EXERCISE INSTRUCTIONS:
Rewrite these rows with "one point per instance" replaced by "a single point for each instance" and everything else left as it is.

Data records:
____

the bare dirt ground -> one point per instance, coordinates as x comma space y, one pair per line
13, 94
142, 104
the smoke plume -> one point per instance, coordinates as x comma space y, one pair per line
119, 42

____

WRITTEN RESPONSE:
the bare dirt ground -> a single point for each instance, coordinates as x comma space y, one pair per line
13, 94
142, 104
the smoke plume -> a single point for each instance, coordinates as x comma space y, one pair per line
119, 42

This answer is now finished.